— start of Excerpt —

Therefore not only in the history of thought, but as a master of what constitutes true literature, the art of giving adequate and attractive expression to thought, Hooker has claims to lasting fame.

CHAPTER XIV.

ELIZABETHAN THOUGHT IN SCIENCE.

BACON, Francis, b. 1560-1; studied at Trinity College, Cambridge, 1573; entered at Gray's Inn, 1576; admitted as barrister, 1582; sat in Parliament as member for Melcombe Regis, 1584; trial of Essex and Southampton, 1600-1; knighted by James I., 1603; marriage, 1606; made Solicitor-General, 1607; made Attorney-General, 1613; made a Privy Councillor, 1616; made Lord Keeper, 1616-7; made Lord Chancellor, 1617-8; created Baron Verulam, 1618; created Viscount St. Alban, 1620-1; sentenced by the House of Lords, 1621; d. 1626. Advancement of Learning, 1605; Novum Organum, 1620; History of Henry VII., 1622; Historia Naturalis et Experimentalis, 1622; Three editions of the Essays, 1597, 1612, 1625.

THE name of Bacon is as important in the history of Elizabethan literature as is that of Shakspere. Bacon, like Shakspere, was part of the "soul of his age." He also embodied the spirit of the Renaissance, which urged men not only to the development and exercise of the faculties, but to the study of the world and of the conditions of human life. It stimulated them to make those enquiries which can alone render progress possible, for it is the systematic study of nature which makes a higher future for man a tangible and attainable thing. Scientific knowledge alone can give man that power over nature necessary to the highest civilisation, necessary too to the highest art, "the spirit and pure breath of knowledge." Bacon by his method, by his endeavour to discover the laws which govern the workings of nature, began the great scientific work of the modern world. Actual knowledge he did not give us, but he pointed out the path which all discoverers have followed.

Even if Bacon's name was not famous as coming first in the great list of English scientific workers, he would yet have a claim to the interest of posterity, through his more purely literary work and because of his strange and puzzling personality. A typical Elizabethan in his vigorous versatility, in his varied career at

once practical and literary, he stood above his great age in virtue of his gigantic intellectual power, but below it in his cold, passionless nature, incapable of the generous impulses of the later Elizabethans, and incapable of understanding the high ideal morality of the earlier.

— end of Excerpt —
— start of Material to process —

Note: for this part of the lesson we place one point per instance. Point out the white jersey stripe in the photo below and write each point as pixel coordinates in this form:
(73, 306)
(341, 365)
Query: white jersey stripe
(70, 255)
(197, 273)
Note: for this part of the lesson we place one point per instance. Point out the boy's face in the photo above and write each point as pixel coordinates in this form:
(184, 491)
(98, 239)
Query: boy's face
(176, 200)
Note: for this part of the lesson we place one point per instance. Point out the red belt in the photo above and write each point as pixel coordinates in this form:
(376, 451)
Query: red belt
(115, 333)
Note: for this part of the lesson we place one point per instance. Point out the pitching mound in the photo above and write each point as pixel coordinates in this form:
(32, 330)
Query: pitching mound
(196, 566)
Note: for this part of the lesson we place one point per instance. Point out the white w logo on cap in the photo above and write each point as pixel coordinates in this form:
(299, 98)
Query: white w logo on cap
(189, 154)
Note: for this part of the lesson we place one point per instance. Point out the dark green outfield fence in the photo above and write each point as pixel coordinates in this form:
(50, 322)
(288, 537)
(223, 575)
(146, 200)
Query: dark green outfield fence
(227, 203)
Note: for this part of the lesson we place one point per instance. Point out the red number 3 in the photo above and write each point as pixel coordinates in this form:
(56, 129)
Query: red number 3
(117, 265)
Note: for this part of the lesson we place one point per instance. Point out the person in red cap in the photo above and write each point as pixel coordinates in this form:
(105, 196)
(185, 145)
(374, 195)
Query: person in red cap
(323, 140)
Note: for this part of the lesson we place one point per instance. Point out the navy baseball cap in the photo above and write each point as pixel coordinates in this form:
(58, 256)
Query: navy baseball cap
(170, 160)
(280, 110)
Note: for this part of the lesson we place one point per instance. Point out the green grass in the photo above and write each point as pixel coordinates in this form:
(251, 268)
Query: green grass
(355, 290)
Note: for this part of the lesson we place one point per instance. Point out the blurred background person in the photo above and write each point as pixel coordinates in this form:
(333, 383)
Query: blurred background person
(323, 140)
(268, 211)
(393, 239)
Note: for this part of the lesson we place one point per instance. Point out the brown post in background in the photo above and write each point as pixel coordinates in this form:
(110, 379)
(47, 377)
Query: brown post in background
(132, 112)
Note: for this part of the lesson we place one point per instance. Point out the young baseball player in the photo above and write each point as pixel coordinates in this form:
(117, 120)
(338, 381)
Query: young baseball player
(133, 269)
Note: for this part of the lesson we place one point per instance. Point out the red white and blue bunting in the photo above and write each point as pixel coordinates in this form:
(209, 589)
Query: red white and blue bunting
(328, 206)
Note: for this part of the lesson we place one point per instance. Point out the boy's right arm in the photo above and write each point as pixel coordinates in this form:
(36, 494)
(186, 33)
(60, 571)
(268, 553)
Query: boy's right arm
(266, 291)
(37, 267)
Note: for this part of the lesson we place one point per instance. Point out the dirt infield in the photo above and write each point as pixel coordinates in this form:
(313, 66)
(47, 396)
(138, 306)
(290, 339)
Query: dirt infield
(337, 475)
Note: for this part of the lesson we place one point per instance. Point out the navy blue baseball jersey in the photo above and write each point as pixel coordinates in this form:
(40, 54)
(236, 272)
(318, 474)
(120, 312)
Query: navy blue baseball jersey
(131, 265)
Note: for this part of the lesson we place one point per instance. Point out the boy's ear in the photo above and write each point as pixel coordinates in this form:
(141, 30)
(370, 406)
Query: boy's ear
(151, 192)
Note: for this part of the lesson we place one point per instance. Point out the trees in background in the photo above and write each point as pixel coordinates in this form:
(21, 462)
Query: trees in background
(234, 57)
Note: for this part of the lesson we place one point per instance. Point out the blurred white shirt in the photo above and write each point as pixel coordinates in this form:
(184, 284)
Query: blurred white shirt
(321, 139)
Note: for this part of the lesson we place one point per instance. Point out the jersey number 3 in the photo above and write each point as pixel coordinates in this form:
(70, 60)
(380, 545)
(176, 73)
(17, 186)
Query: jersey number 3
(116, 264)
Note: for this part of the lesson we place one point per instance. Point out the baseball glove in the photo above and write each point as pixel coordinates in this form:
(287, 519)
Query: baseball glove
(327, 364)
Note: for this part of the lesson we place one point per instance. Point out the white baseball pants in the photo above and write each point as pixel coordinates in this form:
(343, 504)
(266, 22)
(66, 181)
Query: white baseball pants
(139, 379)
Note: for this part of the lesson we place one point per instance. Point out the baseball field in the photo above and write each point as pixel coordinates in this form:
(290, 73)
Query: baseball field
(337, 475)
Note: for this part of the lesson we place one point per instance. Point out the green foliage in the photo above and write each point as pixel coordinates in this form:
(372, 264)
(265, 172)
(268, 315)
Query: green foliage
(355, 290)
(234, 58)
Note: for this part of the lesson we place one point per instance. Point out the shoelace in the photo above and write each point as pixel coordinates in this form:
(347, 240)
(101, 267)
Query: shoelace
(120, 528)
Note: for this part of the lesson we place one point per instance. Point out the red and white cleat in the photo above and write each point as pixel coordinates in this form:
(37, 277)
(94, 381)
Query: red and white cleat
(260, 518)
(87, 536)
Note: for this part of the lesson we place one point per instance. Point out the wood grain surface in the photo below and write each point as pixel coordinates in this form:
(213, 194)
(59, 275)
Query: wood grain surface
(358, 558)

— end of Material to process —

**Challenges**
1. Answer these questions from the excerpt on Bacon:
(a) In what year did Bacon enter Gray's Inn?
(b) Which of Bacon's works is dated 1620?
(c) Whose name does the excerpt call as important in the history of Elizabethan literature as Bacon's?
2. Collect every line of the records that contains the word "grass". Case counts.

**Responses**
1.
(a) 1576
(b) Novum Organum
(c) Shakspere's

2.
Note: for this part of the lesson we place one point per instance. Point out the green grass in the photo above and write each point as pixel coordinates in this form:
Query: green grass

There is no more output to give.